[Aim of the exercise]
Rewrite the listing below with every "mask" replaced by "polygon mask" and nothing else altered. Leave the pictures out.

## BEGIN Materials provided

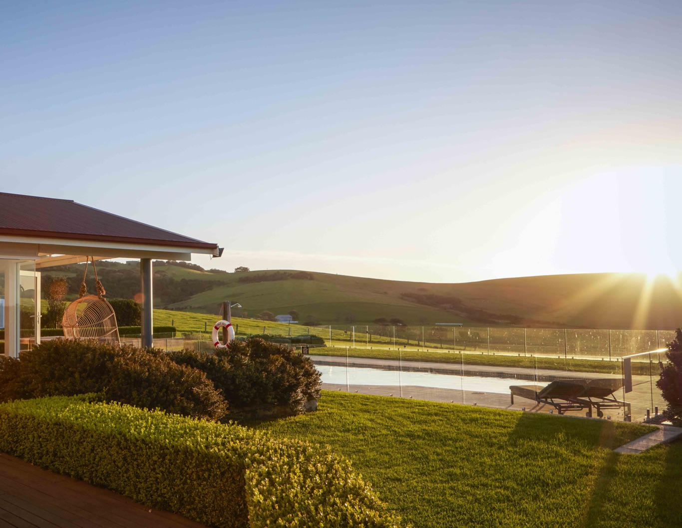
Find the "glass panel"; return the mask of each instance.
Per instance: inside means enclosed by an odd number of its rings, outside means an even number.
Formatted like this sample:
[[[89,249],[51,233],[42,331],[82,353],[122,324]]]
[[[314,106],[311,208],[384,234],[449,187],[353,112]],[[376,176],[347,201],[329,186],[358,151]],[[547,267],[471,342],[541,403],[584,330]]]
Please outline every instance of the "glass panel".
[[[19,350],[30,350],[35,344],[39,335],[40,312],[36,310],[35,262],[33,260],[20,262],[19,273]]]

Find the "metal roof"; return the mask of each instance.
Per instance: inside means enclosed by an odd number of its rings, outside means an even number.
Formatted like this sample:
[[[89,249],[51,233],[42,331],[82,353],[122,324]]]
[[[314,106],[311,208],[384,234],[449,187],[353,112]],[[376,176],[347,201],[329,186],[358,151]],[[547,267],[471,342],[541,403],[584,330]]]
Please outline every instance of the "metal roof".
[[[72,200],[0,193],[0,235],[216,249],[217,244],[113,215]]]

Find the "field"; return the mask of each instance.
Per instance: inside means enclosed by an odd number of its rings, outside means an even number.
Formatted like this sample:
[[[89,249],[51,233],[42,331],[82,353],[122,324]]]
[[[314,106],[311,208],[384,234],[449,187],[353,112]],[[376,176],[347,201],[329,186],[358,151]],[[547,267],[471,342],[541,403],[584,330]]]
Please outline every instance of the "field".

## END Materials provided

[Result for this exercise]
Find the "glass panel"; return the polygon mask of each instance.
Per instance: inside means enclosed by an odd number of its rings, outside means an even number.
Formatted like this sample:
[[[89,249],[51,233],[42,331],[82,353],[122,324]]]
[[[314,106],[311,208],[384,234],[449,187],[353,112]],[[376,176],[347,201],[329,186],[358,151]],[[547,267],[471,342],[541,403],[584,330]]]
Please outline every instance of the "glass panel".
[[[19,350],[30,350],[35,344],[39,335],[40,312],[36,310],[35,262],[33,260],[20,262],[19,273]]]

Find the "metal roof"; return the polygon mask of each instance.
Per instance: inside means enclosed by an odd number of its rings, outside means an even number.
Formatted like this sample:
[[[89,249],[51,233],[42,331],[82,353],[122,324]]]
[[[314,106],[311,208],[384,234],[449,187],[353,112]],[[376,176],[347,201],[329,186],[358,151]],[[547,267],[471,342],[541,403],[584,330]]]
Please outline every instance of the "metal roof".
[[[72,200],[0,193],[0,235],[216,249],[217,244],[113,215]]]

Find the "field"; return the polygon mask of each instance.
Per instance: inside means enclosed by an odd number of its rings, outside means an even number.
Formatted like this sample:
[[[89,249],[51,233],[42,331],[82,353],[122,324]]]
[[[314,106],[311,208],[384,234],[449,187],[353,112]],[[376,176],[347,201],[329,186],[358,151]],[[547,267],[471,342],[541,403],[584,330]]]
Please outline every instance of the "field".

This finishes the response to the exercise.